* **Exercise task**: Return, unchanged, the lines of the items below from the very first line through the line containing "I need to find the red", inclusive.

* **Provided records**:
## Begin

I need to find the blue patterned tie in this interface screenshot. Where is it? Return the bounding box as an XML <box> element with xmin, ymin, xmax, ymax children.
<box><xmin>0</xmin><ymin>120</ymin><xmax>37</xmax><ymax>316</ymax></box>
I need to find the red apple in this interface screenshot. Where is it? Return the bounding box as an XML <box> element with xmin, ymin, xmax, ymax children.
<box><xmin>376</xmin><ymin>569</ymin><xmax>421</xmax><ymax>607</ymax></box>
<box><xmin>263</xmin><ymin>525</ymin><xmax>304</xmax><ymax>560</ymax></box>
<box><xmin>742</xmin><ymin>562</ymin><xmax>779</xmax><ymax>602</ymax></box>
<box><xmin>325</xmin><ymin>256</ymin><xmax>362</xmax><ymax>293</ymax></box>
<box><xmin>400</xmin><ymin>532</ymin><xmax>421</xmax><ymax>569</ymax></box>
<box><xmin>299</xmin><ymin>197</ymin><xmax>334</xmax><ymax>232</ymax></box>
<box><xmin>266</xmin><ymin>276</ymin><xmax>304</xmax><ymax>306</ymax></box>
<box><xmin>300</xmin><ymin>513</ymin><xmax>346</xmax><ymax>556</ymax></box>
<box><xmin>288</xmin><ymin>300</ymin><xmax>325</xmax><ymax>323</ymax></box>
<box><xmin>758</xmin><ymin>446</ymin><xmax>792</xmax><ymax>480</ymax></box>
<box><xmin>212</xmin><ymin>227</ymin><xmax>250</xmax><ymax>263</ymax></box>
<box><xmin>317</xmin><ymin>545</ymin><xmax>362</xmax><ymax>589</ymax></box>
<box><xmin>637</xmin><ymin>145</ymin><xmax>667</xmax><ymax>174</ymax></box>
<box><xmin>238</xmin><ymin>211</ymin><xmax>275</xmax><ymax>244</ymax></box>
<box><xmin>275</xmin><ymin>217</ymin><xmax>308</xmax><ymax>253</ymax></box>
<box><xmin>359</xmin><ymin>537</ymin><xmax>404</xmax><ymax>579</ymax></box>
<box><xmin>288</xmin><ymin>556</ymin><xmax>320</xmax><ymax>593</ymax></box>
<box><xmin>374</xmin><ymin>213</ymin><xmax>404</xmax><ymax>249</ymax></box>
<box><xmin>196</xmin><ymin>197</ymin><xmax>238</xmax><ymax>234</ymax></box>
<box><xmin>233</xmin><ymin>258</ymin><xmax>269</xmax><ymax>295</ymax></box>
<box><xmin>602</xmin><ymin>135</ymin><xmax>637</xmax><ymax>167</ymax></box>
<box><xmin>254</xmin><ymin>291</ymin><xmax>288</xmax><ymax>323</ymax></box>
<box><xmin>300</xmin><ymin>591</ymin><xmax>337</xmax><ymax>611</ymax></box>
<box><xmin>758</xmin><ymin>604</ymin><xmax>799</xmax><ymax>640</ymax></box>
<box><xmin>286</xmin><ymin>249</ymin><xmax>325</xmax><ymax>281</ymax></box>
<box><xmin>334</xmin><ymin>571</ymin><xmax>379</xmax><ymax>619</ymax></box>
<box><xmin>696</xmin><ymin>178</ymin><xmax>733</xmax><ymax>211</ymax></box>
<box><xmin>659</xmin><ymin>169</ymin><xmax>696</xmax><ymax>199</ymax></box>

## End

* **Answer**:
I need to find the blue patterned tie in this interface screenshot. Where is it? Return the bounding box as an XML <box> element with xmin, ymin, xmax, ymax children.
<box><xmin>0</xmin><ymin>120</ymin><xmax>37</xmax><ymax>316</ymax></box>
I need to find the red apple in this interface screenshot. Where is it? Return the bounding box as an XML <box> element with xmin, ymin, xmax, ymax children.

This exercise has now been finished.